::: READING PASSAGE

A support team to improve waiting times for cancer treatment across Scotland and fresh Government investment has led to shorter waits for patients, new figures released today show.
Falkirk West MSP and Public Health Minister Michael Matheson welcomed the improvement in performance but more work must be done to continue to cut waiting times.
Between April and June this year 96.3 per cent of patients assessed as needing cancer treatment began this within the national standard of 31 days – with the median wait being 7 days.
In the same period, 92.9 per cent of patients referred with a suspicion of cancer began treatment within 62 days – an improvement on 91.5 per cent in the previous quarter.
Mr Matheson said: “I know that the Scottish Government has set a very clear standard for health boards, including Forth Valley that 95 per cent of patients must start cancer treatment within 62 days from first referral on suspicion of cancer and within 31 days from a decision to treat.
“I recognise earlier this year that performance in some health boards was not where is should be and applauded the Health Secretary’s decision to implement a support team to help boards ensure no patient waited unnecessarily for treatment.
“Since March this team have been closely monitoring all health boards’ performance and immediately acting where problems are identified. They have visited Forth Valley and supported them to make the changes needed to reduce waiting times, as well as facilitating a sharing of best practice among the country’s health boards.
“This action, coupled with a £2.5 million investment in June to build diagnostic and treatment capacity across Scotland, is now starting to show real improvements in waiting times. This quarter’s figures indicate we are moving in the right direction towards meeting the 62 day standard in the majority of boards.

::::::
::: PROVIDED DATA

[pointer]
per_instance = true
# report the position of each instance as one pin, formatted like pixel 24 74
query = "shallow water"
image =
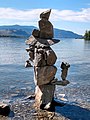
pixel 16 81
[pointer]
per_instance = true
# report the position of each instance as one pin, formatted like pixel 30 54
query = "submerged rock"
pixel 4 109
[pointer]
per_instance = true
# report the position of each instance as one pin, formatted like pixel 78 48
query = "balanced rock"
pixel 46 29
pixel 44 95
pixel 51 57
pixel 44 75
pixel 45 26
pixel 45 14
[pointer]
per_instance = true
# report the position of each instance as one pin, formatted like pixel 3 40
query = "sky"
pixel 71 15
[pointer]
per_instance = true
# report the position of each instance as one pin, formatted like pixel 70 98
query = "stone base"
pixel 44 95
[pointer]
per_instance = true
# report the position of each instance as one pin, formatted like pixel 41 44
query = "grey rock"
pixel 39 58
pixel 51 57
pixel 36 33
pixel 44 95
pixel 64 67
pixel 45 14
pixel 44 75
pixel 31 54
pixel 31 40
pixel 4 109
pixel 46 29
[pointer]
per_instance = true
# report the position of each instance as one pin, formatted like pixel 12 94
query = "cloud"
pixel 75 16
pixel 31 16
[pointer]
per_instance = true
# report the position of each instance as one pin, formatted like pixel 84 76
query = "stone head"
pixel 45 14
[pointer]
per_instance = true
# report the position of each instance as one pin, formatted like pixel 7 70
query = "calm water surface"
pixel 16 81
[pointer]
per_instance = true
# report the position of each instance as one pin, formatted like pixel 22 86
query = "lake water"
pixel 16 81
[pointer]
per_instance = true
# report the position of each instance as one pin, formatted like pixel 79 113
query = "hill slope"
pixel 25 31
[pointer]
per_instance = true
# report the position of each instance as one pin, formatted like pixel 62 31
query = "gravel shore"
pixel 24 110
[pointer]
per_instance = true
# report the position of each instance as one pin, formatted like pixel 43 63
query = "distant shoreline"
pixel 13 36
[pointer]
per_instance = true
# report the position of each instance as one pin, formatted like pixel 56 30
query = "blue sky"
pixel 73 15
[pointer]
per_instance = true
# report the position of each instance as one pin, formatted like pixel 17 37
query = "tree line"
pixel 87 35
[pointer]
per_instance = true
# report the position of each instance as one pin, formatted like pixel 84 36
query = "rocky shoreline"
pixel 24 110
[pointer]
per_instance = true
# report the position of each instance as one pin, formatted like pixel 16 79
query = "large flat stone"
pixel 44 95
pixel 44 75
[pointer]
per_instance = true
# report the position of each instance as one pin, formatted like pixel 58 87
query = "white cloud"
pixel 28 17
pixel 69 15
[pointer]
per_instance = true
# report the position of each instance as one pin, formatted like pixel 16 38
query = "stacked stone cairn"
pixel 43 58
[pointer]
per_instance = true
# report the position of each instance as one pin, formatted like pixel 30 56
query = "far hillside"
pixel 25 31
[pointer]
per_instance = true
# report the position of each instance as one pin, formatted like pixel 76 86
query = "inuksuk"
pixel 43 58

::::::

-- THINGS TO DO --
1. In the passage on cancer waiting times, what share of patients referred with a suspicion of cancer began treatment within 62 days between April and June?
2. Decide whether each statement agrees with the passage on cancer waiting times, and quote the words that settle it: (a) The support team has been monitoring health boards' performance since March. (b) The £2.5 million investment was made in April. (c) The national standard requires 90 per cent of patients to start treatment within 62 days of referral.
The listing is not needed for anything here.

-- SOLUTIONS IN ORDER --
1. 92.9 per cent.

2.
(a) Yes: "Since March this team have been closely monitoring all health boards’ performance"
(b) No: "a £2.5 million investment in June"
(c) No: "95 per cent of patients must start cancer treatment within 62 days from first referral on suspicion of cancer"